DATA:

-- Start --

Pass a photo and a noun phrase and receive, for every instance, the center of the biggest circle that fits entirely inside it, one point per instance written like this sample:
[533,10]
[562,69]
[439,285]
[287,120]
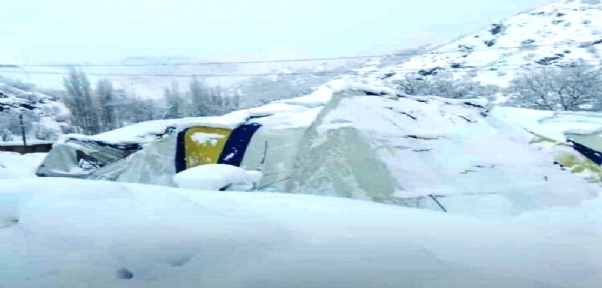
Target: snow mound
[74,233]
[48,116]
[554,34]
[215,177]
[14,165]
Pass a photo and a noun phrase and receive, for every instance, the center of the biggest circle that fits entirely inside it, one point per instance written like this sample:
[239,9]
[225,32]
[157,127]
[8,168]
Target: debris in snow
[206,138]
[124,274]
[217,177]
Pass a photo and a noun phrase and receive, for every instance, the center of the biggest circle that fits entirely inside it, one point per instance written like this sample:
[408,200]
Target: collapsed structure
[346,140]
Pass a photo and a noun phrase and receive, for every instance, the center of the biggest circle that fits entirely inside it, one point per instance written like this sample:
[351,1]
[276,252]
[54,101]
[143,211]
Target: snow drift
[78,233]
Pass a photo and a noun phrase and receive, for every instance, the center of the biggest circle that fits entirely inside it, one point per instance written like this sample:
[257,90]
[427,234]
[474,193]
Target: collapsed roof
[355,141]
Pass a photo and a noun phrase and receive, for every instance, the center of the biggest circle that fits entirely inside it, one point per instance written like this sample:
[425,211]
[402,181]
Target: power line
[299,60]
[492,68]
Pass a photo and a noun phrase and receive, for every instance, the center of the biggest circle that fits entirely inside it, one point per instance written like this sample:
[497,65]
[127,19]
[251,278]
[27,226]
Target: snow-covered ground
[78,233]
[558,33]
[59,232]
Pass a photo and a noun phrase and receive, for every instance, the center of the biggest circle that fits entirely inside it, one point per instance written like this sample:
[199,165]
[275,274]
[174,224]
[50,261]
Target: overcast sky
[86,30]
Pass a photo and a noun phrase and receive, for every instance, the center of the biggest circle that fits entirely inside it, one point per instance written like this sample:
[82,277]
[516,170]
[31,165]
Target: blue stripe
[236,145]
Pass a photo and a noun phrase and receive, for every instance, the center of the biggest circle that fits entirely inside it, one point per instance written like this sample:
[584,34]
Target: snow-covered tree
[200,99]
[79,99]
[173,102]
[444,86]
[106,106]
[570,88]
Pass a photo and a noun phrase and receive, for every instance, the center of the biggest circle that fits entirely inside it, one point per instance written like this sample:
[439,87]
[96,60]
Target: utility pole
[22,128]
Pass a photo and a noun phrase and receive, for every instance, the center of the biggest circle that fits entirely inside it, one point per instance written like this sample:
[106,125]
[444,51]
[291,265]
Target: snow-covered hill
[44,116]
[554,34]
[256,83]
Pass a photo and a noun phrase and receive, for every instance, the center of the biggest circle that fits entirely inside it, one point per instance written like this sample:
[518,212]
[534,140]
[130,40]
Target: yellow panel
[204,145]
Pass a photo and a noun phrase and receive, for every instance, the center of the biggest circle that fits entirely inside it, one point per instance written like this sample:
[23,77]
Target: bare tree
[80,101]
[570,88]
[200,99]
[444,86]
[173,102]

-- End --

WHAT THE TASK ASKS:
Output all of the entries verbatim, leaving out any images.

RESPONSE TO THIS TASK:
Pass a photo and a noun phrase and receive, for every instance, the center of the biggest circle that fits entirely inside it, one point per instance written like this sample:
[533,10]
[562,69]
[439,285]
[287,120]
Target: snow mound
[74,233]
[48,116]
[554,34]
[215,177]
[14,165]
Pass a photo and a noun phrase and receive, for every instance, the center of the biggest circle that fits entirely inside it, one point per instance written like this sample:
[239,9]
[225,32]
[157,127]
[8,168]
Target: debris in snow
[206,138]
[124,274]
[217,177]
Pass a photo and a noun phrase and receive, for every instance, the center of the biggest circle that fits entirely inside it, one point per instance written like this sample:
[408,200]
Target: collapsed structure
[346,140]
Pass a photo and a noun phrase and receive, for every instance, the center of the biggest circle that fits entirely inside it, one point per instance written like this sample:
[351,1]
[276,252]
[54,101]
[143,211]
Target: snow drift
[78,233]
Pass a photo and a noun phrase and receive, for every instance, the center of the biggest circle that fits entirely inside it, one point per instance written like this sample:
[257,90]
[427,234]
[474,193]
Target: collapsed roof
[355,141]
Pass a photo and a noun phrase and receive, for every instance, the center of the biggest circle that fits entirely inside it, one point per instance written like this sample:
[425,211]
[402,181]
Target: power line
[299,60]
[492,68]
Pass a photo and a noun phrase and receive, for every instance, the center of the biggest circle that fits entirely inside it, one point per instance written like this sample:
[497,65]
[127,19]
[251,278]
[27,226]
Target: snow-covered ground
[78,233]
[558,33]
[59,232]
Pass a photo and a noun phrase and receive, for every instance, the center of the biggest circle that fits entirely inside it, one point per instance written like this sample:
[199,165]
[275,274]
[174,224]
[50,261]
Target: overcast sky
[86,30]
Pass a photo and a noun phrase and receive, for every instance, the center of the biggest circle that fits entirely inside it, one point per instance written like this sample:
[82,277]
[516,170]
[31,165]
Target: blue stripe
[236,145]
Pass a photo and a noun phrase and receive, for every instance, the center of the biggest circle that fits entirely inside it, one point per instance written like this sample:
[584,34]
Target: snow-covered tree
[200,99]
[79,99]
[173,102]
[444,86]
[106,106]
[570,88]
Pass a photo and a noun phrase and receive, for every instance, the center of the biggest circle that fits entirely inside it, one point per instance written like this sample:
[439,87]
[96,60]
Target: utility pole
[22,128]
Pass a photo and a noun phrase and receive, for every instance, the center of the biggest circle that fits entirely inside it, one point per instance written like this sample:
[106,125]
[444,51]
[291,265]
Target: snow-covered hill
[44,116]
[554,34]
[256,83]
Pass a photo and a noun phrase and receive, for every instance, the center of the biggest circle that fits entirely inside it, one point per instance written like this sample:
[518,212]
[534,140]
[130,40]
Target: yellow panel
[204,145]
Pass a photo and a noun phrase and receive, for every instance, the center of the biggest circle that fits entirely inside it, one point per instance written like this sample:
[23,77]
Target: bare tree
[80,101]
[570,88]
[200,99]
[444,86]
[173,102]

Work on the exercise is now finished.